What is needed: According to the text on children returning to school during the pandemic, how much has the government invested to provide health and safety training for school staff?

Extract provided:
________

Are Your Children Prepared Mentally, Physically & Emotionally ?
This year is completely different from previous years for kids returning to school. Due to the pandemic and cautionary measures set out by the government, our kids are in for a tremendous change. What was once a safe and relaxed environment has quickly taken a turn from the scare of COVID19. The soon realization of the need of social distancing in schools will quickly send students into a social shock. Well, at least for the children that have opted out of learning online from the comfort of their home.
For the safety of the students and their families that they will be returning to everyday, the school board has implemented some safety measures that will reduce the chances for contact or transmission of the corona virus. But before the school year can begin the following must be adhered to.
School staff should be provided with a full day of training on the health and safety protocols and required adaptations before the school year begins. This training will be provided to all staff including supply/occasional teachers and casual workers, which the government has invested $10 million to provide.
Joint Health and Safety Committees
Joint Health and Safety Committees are required to be established, engaged and meeting regularly to inform the reopening plan and ongoing operations.
Adapted school environment
Schools should develop school arrival and departure procedures that support physical
distancing where possible. Approaches may include:
● staggered bell times
● maximizing the use of all possible entrances/exits to support the beginning and end of the school days
Hand sanitizer should be available in school entrances and exits and in classrooms.
Schools should create designated routes for students to get to and from classrooms, including different and separate entrance points for students in different grades. Schools should also provide visual cues/physical guides, such as tape on floors or sidewalks and signs/posters on walls, to guide appropriate distances in lines/queues and at other times (for example, guides for creating “one-way routes” in hallways).
Periods of student movement should be staggered to limit student congregation in the hallways.
Congregation of teachers/staff should be limited to minimize potential for adult-to-adult transmission.
Special consideration for physical distancing should be taken for classrooms with fixed equipment (for example, Science labs or technological education classrooms).
Cleaning standards and protocols
School boards should review their cleaning protocols and reinforce them if needed to meet current public health requirements. All school’s are referred to Public Health Ontario’s Environmental Cleaning fact sheet (PDF). Refer to Health Canada’s Hard-surface disinfectants and hand sanitizers (COVID-19) for approved products.
Cleaning products: Products that provide both the cleaning and disinfection action are preferable due to ease of use (for example, hydrogen peroxide products). Only use cleaning and disinfectant products that have a Drug Identification Number (DIN). Check the expiry date of the agents prior to use. These should be used according to the
Cleaning program: School boards should develop a program for cleaning and disinfecting schools, including reviews of:
existing practices to determine where enhancements might be made, including frequency and timing of cleaning and disinfection, areas to clean and/or disinfect, choice of cleaning products, child safety, staffing, signage, and PPE for cleaning staff.

________

Records from a data collection
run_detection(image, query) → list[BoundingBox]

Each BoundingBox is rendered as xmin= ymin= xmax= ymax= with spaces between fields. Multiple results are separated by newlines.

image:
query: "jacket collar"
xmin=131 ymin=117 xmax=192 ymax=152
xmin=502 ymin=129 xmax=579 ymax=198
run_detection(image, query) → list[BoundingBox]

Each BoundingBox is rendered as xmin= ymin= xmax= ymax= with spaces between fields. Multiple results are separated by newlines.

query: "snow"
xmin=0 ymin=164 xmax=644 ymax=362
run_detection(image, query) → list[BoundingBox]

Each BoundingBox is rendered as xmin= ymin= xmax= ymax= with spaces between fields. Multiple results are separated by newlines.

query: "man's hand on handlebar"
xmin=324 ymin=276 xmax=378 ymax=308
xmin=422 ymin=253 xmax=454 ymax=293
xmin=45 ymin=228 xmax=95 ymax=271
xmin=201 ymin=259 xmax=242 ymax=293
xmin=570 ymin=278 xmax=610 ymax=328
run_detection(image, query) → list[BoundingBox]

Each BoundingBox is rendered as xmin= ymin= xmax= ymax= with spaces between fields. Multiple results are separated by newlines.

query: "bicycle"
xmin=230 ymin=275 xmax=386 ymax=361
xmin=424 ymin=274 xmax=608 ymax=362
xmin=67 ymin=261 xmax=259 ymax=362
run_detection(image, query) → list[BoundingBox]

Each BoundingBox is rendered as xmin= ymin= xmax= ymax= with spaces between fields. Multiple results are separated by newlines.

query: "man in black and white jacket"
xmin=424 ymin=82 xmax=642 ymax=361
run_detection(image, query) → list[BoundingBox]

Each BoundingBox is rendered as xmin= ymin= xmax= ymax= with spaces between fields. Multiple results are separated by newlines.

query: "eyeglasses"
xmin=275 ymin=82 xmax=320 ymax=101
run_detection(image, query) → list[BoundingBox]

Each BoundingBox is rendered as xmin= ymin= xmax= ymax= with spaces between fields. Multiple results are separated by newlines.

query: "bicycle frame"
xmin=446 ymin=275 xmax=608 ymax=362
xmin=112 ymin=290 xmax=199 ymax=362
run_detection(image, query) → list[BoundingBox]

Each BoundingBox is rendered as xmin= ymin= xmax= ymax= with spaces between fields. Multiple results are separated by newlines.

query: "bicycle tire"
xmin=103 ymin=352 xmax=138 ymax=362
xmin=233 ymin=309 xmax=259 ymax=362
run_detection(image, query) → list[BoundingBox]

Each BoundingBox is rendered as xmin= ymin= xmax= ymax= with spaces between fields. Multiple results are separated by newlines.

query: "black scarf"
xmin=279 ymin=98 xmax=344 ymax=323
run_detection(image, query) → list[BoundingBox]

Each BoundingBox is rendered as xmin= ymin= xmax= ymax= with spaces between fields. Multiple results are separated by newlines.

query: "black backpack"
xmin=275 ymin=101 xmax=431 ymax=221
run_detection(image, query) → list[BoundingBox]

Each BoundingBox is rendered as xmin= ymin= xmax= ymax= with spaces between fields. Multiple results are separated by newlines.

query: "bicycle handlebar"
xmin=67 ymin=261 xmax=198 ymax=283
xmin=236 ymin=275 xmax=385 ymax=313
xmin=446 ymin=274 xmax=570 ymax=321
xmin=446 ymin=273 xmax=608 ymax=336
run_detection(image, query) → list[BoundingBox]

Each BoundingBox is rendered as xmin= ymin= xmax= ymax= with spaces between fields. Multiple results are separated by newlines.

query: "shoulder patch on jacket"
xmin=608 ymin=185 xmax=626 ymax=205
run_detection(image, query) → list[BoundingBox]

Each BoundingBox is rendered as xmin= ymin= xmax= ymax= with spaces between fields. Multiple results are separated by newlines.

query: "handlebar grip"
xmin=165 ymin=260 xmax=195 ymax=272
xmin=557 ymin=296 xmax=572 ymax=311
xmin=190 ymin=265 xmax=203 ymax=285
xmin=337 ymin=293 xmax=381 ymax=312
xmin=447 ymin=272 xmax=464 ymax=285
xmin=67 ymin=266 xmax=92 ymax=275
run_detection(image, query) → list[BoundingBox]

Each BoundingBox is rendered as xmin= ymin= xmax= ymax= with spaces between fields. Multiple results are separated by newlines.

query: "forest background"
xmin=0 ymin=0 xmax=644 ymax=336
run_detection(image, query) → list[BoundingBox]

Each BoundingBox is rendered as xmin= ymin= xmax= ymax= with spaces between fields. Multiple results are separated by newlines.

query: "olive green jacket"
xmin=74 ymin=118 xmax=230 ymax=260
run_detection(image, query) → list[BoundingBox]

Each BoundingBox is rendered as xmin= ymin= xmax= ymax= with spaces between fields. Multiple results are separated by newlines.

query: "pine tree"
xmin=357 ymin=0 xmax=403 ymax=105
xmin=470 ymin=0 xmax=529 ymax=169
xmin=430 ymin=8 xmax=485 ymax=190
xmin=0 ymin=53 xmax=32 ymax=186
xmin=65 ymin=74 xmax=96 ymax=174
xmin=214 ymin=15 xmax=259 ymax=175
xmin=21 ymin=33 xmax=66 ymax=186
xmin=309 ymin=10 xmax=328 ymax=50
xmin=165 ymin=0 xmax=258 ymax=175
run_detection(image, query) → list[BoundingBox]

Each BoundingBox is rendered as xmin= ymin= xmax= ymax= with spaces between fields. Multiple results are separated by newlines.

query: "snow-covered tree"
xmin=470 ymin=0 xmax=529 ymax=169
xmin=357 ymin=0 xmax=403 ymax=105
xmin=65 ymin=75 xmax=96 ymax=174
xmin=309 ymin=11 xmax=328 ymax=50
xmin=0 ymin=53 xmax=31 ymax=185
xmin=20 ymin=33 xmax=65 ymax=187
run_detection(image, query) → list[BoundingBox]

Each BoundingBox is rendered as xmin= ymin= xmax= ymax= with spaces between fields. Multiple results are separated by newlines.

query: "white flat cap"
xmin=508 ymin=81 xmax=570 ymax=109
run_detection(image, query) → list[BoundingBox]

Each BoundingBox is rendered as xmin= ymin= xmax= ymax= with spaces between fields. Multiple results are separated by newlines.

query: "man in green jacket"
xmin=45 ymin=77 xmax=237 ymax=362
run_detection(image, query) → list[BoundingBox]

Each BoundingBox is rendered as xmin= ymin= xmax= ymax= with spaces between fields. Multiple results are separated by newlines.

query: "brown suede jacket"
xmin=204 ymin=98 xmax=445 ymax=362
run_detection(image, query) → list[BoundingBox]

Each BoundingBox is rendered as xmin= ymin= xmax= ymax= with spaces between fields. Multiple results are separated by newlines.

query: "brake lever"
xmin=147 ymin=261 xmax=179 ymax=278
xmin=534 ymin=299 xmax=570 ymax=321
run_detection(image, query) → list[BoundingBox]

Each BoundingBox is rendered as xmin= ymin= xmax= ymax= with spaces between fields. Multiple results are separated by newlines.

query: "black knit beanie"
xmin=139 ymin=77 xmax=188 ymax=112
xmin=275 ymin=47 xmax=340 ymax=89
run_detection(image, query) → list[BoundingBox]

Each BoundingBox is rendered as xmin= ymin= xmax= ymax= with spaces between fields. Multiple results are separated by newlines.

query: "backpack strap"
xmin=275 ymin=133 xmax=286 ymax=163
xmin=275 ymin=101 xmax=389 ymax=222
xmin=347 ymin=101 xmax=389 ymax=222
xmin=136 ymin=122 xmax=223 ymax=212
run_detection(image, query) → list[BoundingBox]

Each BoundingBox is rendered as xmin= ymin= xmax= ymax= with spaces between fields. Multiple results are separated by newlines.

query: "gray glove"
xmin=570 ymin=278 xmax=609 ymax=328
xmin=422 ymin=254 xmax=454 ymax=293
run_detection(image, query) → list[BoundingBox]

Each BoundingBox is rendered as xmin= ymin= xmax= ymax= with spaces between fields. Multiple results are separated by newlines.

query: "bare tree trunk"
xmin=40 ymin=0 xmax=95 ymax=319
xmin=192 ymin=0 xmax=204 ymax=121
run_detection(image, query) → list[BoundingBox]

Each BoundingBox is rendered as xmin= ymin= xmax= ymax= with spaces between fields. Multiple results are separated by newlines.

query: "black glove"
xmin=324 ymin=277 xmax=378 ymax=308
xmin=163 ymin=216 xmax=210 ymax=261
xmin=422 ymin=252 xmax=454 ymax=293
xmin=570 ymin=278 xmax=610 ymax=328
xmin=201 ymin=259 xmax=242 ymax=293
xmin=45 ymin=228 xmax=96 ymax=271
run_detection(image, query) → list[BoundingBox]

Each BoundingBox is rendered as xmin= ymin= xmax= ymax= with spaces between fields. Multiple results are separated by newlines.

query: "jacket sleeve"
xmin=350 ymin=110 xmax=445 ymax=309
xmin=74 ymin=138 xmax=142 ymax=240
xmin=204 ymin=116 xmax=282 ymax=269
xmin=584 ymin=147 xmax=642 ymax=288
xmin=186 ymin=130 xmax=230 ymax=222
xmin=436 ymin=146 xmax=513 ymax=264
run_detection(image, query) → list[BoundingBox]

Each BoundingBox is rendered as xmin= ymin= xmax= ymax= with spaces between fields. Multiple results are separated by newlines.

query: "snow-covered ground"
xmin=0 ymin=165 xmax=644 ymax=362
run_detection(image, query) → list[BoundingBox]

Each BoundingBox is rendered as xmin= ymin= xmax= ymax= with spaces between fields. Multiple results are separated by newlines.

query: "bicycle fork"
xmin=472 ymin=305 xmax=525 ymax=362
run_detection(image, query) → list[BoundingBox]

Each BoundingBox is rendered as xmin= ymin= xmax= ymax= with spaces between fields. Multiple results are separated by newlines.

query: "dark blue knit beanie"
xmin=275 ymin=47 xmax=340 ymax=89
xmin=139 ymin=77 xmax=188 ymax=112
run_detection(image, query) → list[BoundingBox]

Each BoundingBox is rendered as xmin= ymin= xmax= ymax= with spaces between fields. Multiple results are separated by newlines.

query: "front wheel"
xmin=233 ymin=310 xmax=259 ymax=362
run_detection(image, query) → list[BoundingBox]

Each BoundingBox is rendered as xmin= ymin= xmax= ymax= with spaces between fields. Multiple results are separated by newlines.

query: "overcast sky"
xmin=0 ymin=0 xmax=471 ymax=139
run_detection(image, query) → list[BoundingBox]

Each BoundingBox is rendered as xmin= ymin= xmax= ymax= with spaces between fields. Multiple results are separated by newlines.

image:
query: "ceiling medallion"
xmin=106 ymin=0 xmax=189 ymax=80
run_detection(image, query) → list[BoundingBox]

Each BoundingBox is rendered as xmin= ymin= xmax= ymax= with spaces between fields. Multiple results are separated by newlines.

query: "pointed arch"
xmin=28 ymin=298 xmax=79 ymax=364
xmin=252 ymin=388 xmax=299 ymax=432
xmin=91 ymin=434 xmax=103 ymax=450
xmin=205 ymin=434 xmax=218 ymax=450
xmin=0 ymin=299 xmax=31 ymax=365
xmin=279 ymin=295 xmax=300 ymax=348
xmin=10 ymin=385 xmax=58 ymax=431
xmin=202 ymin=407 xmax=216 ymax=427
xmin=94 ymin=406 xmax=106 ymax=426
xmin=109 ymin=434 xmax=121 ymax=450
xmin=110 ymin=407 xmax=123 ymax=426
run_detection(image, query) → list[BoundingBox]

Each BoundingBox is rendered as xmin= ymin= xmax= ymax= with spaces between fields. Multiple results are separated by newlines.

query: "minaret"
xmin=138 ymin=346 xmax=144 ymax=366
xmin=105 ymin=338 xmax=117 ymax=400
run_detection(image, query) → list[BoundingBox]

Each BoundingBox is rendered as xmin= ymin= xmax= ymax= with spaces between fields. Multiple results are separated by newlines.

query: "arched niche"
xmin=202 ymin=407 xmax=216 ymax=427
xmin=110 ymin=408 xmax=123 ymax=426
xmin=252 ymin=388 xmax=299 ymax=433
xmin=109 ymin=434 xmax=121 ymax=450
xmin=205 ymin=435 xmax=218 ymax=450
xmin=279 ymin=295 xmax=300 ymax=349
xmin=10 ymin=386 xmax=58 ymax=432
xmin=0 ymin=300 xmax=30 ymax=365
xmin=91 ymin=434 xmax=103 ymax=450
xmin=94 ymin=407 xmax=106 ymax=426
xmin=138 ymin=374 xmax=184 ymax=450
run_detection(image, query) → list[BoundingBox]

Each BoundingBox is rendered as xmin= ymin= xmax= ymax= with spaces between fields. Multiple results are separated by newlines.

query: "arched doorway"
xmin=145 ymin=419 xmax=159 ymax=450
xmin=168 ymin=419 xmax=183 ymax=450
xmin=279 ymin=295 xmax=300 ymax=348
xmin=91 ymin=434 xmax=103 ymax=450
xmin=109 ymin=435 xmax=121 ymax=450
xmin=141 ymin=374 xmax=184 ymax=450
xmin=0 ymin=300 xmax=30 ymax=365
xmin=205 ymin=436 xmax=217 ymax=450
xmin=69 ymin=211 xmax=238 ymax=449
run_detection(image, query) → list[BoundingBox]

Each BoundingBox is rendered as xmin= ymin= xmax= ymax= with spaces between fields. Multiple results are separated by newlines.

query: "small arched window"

________

Task output: $10 million